- Given exercise
Please repeat all of the listing exactly.

(Location identification entries)
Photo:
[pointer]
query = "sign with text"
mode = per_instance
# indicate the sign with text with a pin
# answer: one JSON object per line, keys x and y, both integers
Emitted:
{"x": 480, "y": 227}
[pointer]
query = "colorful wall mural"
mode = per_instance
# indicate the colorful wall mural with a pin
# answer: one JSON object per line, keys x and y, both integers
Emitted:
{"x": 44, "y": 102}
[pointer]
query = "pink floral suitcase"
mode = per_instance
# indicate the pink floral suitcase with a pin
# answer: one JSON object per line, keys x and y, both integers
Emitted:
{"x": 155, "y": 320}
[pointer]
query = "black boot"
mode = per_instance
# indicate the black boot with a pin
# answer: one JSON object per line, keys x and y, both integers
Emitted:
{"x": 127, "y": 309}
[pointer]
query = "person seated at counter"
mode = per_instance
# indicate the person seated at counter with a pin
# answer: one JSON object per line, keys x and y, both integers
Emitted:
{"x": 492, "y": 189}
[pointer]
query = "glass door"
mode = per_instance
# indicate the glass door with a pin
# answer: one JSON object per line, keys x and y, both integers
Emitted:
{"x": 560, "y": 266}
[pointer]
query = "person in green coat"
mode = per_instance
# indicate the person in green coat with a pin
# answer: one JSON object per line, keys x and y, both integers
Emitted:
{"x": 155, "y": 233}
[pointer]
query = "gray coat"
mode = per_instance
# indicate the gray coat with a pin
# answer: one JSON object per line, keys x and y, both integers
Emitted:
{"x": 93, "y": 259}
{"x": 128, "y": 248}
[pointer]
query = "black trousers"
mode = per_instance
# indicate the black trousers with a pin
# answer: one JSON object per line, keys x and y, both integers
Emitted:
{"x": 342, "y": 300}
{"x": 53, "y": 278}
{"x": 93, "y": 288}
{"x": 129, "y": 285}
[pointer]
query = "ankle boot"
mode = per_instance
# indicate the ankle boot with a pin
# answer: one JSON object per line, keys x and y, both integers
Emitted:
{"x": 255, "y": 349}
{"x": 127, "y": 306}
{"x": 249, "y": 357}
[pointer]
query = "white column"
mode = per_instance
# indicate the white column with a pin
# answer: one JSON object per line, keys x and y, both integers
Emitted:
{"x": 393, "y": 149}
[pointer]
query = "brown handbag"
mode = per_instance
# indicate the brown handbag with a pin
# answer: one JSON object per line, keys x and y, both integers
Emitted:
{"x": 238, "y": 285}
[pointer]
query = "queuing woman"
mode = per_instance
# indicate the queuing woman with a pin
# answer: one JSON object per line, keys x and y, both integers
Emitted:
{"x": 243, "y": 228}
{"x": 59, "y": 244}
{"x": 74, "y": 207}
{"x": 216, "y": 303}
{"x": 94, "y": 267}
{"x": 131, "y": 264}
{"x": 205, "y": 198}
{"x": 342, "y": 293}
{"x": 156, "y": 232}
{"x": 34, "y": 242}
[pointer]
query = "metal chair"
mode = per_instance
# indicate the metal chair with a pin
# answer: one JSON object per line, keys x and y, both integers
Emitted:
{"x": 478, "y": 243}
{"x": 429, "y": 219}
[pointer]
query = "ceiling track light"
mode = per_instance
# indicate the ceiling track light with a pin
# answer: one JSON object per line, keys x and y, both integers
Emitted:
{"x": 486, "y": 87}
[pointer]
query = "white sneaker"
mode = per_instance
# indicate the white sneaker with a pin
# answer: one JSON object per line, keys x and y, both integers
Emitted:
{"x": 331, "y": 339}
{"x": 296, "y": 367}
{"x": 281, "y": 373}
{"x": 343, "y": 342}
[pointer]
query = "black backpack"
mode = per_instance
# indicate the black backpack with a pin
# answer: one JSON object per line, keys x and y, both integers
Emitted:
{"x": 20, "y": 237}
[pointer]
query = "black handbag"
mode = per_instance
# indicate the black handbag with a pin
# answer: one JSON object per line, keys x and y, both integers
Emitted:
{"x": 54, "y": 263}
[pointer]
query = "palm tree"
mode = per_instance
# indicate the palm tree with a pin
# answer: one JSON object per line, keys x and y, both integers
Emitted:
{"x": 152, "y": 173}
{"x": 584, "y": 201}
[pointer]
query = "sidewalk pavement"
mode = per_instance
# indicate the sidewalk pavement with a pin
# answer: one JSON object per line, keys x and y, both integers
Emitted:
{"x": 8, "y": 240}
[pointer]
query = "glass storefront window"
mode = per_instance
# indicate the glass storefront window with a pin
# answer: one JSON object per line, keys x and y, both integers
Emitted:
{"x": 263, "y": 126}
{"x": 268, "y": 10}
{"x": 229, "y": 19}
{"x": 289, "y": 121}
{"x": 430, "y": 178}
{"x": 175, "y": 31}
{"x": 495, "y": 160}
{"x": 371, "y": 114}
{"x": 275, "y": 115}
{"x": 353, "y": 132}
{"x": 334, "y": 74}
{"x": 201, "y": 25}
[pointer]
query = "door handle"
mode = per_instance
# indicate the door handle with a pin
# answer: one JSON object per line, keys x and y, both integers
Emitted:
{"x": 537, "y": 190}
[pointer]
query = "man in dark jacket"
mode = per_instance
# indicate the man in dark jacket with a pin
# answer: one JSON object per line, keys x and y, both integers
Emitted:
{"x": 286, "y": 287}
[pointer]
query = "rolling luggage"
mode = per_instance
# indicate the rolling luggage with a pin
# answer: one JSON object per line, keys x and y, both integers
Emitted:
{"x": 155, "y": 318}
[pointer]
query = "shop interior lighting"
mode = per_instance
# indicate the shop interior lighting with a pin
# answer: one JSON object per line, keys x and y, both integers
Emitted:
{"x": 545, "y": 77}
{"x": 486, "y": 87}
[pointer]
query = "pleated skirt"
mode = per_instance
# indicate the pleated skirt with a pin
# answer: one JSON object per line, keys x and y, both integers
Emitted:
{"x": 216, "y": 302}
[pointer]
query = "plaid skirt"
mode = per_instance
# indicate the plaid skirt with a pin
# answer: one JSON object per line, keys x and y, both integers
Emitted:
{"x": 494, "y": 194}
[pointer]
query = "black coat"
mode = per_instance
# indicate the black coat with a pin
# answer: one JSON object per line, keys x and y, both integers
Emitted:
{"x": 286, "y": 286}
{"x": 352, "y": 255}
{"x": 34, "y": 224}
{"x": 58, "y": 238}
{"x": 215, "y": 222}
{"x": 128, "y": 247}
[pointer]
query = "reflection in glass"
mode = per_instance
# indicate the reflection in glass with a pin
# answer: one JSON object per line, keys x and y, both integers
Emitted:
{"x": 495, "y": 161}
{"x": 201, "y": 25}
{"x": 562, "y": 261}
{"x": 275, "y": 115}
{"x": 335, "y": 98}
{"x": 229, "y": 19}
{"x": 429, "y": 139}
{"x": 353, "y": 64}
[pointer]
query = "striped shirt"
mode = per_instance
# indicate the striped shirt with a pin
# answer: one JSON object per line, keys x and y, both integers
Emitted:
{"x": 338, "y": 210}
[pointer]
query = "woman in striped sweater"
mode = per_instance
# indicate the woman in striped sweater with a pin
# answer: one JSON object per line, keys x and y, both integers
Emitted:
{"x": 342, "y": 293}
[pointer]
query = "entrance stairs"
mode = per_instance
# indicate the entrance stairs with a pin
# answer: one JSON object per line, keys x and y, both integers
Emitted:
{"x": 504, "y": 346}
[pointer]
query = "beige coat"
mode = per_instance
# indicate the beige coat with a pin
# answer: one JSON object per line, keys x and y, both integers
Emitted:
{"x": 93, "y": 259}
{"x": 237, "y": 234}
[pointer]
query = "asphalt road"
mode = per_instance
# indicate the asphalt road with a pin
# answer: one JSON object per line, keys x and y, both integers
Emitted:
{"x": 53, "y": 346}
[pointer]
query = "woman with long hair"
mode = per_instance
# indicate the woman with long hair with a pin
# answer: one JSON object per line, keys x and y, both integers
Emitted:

- Result of the exercise
Photo:
[pointer]
query = "sign with text"
mode = per_instance
# indicate the sign with text with a pin
# answer: one JSON object per line, keys x and y, both integers
Emitted:
{"x": 480, "y": 227}
[pointer]
query = "colorful wall mural"
mode = per_instance
# indicate the colorful wall mural with a pin
# answer: one JSON object per line, keys x and y, both integers
Emitted:
{"x": 44, "y": 102}
[pointer]
query = "pink floral suitcase"
mode = per_instance
# indicate the pink floral suitcase with a pin
# answer: one JSON object per line, keys x and y, both integers
Emitted:
{"x": 155, "y": 320}
[pointer]
query = "black boot"
mode = per_instance
# indicate the black boot with a pin
# answer: one JSON object per line, keys x and y, both integers
Emitted:
{"x": 127, "y": 309}
[pointer]
query = "person seated at counter"
mode = per_instance
# indicate the person seated at counter with a pin
# answer: one JSON object per line, keys x and y, both integers
Emitted:
{"x": 492, "y": 189}
[pointer]
query = "glass door"
mode = per_instance
# indicate the glass door with a pin
# answer: one JSON object per line, keys x and y, both integers
Emitted:
{"x": 560, "y": 266}
[pointer]
query = "person in green coat"
mode = per_instance
# indicate the person in green coat with a pin
# answer: one JSON object per line, keys x and y, both integers
Emitted:
{"x": 155, "y": 233}
[pointer]
query = "gray coat"
mode = per_instance
# indicate the gray coat with a pin
# answer: one JSON object per line, keys x and y, both integers
Emitted:
{"x": 93, "y": 259}
{"x": 128, "y": 248}
[pointer]
query = "black trousers"
mode = per_instance
# indicate the black trousers with a pin
# answer: one JSON object per line, keys x and y, both integers
Emitted:
{"x": 342, "y": 300}
{"x": 53, "y": 278}
{"x": 93, "y": 288}
{"x": 129, "y": 285}
[pointer]
query = "ankle boot"
mode = per_instance
# indicate the ankle boot with a pin
# answer: one JSON object per line, keys x and y, both integers
Emitted:
{"x": 255, "y": 349}
{"x": 127, "y": 306}
{"x": 249, "y": 357}
[pointer]
query = "white column"
mode = per_instance
# indicate the white column with a pin
# answer: one JSON object per line, keys x and y, both integers
Emitted:
{"x": 393, "y": 149}
[pointer]
query = "brown handbag"
mode = per_instance
# indicate the brown handbag with a pin
# answer: one JSON object per line, keys x and y, both integers
Emitted:
{"x": 238, "y": 285}
[pointer]
query = "queuing woman"
mode = per_instance
# indicate the queuing woman with a pin
# answer: one JSON object per line, keys x and y, both integers
Emitted:
{"x": 243, "y": 228}
{"x": 59, "y": 244}
{"x": 74, "y": 207}
{"x": 216, "y": 303}
{"x": 94, "y": 267}
{"x": 131, "y": 264}
{"x": 205, "y": 198}
{"x": 342, "y": 293}
{"x": 156, "y": 232}
{"x": 34, "y": 242}
[pointer]
query = "metal chair"
mode = per_instance
# indicate the metal chair with a pin
# answer: one JSON object per line, keys x and y, both integers
Emitted:
{"x": 478, "y": 243}
{"x": 429, "y": 219}
[pointer]
query = "ceiling track light"
mode = per_instance
# indicate the ceiling track light with a pin
# answer: one JSON object per line, keys x and y, both integers
Emitted:
{"x": 486, "y": 87}
[pointer]
query = "white sneaker"
mode = per_instance
# indicate the white sneaker with a pin
# answer: one JSON object per line, keys x and y, both integers
Emitted:
{"x": 331, "y": 339}
{"x": 296, "y": 367}
{"x": 281, "y": 373}
{"x": 343, "y": 342}
[pointer]
query = "black backpack"
mode = per_instance
# indicate the black backpack with a pin
# answer: one JSON object per line, keys x and y, both integers
Emitted:
{"x": 20, "y": 237}
[pointer]
query = "black handbag"
mode = per_instance
# indicate the black handbag with a pin
# answer: one JSON object per line, keys x and y, both integers
Emitted:
{"x": 54, "y": 263}
[pointer]
query = "palm tree"
mode = per_instance
# indicate the palm tree with a pin
# answer: one JSON object per line, keys x and y, both integers
Emitted:
{"x": 152, "y": 173}
{"x": 584, "y": 201}
[pointer]
query = "sidewalk pavement"
mode = per_instance
# indicate the sidewalk pavement with a pin
# answer: one JSON object per line, keys x and y, both integers
Emitted:
{"x": 8, "y": 240}
[pointer]
query = "glass storefront window"
mode = per_instance
# indicate the glass storefront window with a pin
# answer: one JSON object per line, keys x and y, both integers
Emitted:
{"x": 263, "y": 126}
{"x": 268, "y": 10}
{"x": 229, "y": 19}
{"x": 289, "y": 121}
{"x": 430, "y": 178}
{"x": 175, "y": 31}
{"x": 495, "y": 160}
{"x": 371, "y": 114}
{"x": 275, "y": 115}
{"x": 353, "y": 132}
{"x": 334, "y": 74}
{"x": 201, "y": 25}
[pointer]
query = "door handle"
mode = per_instance
# indicate the door handle with a pin
# answer: one JSON object per line, keys x and y, both integers
Emitted:
{"x": 537, "y": 190}
[pointer]
query = "man in dark jacket"
mode = per_instance
# indicate the man in dark jacket with a pin
# answer: one JSON object per line, keys x and y, both integers
Emitted:
{"x": 286, "y": 287}
[pointer]
query = "rolling luggage"
mode = per_instance
# indicate the rolling luggage with a pin
# answer: one JSON object per line, keys x and y, both integers
Emitted:
{"x": 155, "y": 318}
[pointer]
query = "shop interior lighting"
mode = per_instance
# indicate the shop interior lighting with a pin
# answer: one JSON object per line, keys x and y, both integers
Emitted:
{"x": 545, "y": 77}
{"x": 486, "y": 87}
[pointer]
query = "pleated skirt"
mode = per_instance
# indicate the pleated skirt with a pin
# answer: one JSON object per line, keys x and y, both integers
Emitted:
{"x": 216, "y": 302}
[pointer]
query = "plaid skirt"
mode = per_instance
# indicate the plaid skirt with a pin
# answer: one JSON object per line, keys x and y, both integers
Emitted:
{"x": 494, "y": 194}
[pointer]
query = "black coat"
mode = per_instance
# indicate the black coat with a pin
# answer: one JSON object per line, keys x and y, both integers
Emitted:
{"x": 286, "y": 286}
{"x": 352, "y": 255}
{"x": 34, "y": 224}
{"x": 58, "y": 238}
{"x": 215, "y": 222}
{"x": 128, "y": 247}
[pointer]
query = "reflection in glass"
mode = per_instance
# indicate the reflection in glass with a pin
# answer: one JSON object per line, keys x and y, both integers
Emitted:
{"x": 495, "y": 161}
{"x": 201, "y": 25}
{"x": 562, "y": 261}
{"x": 275, "y": 115}
{"x": 335, "y": 98}
{"x": 229, "y": 19}
{"x": 429, "y": 139}
{"x": 353, "y": 64}
[pointer]
query = "striped shirt"
mode = per_instance
# indicate the striped shirt with a pin
# answer: one JSON object per line, keys x and y, both integers
Emitted:
{"x": 338, "y": 210}
[pointer]
query = "woman in striped sweater"
mode = per_instance
# indicate the woman in striped sweater with a pin
# answer: one JSON object per line, keys x and y, both integers
Emitted:
{"x": 342, "y": 293}
[pointer]
query = "entrance stairs"
mode = per_instance
# indicate the entrance stairs with a pin
# answer: one JSON object per line, keys x and y, both integers
Emitted:
{"x": 504, "y": 346}
[pointer]
query = "beige coat"
mode = per_instance
# indicate the beige coat with a pin
# answer: one JSON object per line, keys x and y, both integers
Emitted:
{"x": 93, "y": 259}
{"x": 237, "y": 234}
[pointer]
query = "asphalt road"
mode = per_instance
# indicate the asphalt road with a pin
# answer: one JSON object per line, keys x and y, both integers
Emitted:
{"x": 53, "y": 346}
[pointer]
query = "woman with long hair"
mode = per_instance
# indicate the woman with long hair with a pin
# answer: one JSON object per line, keys x and y, both integers
Emitted:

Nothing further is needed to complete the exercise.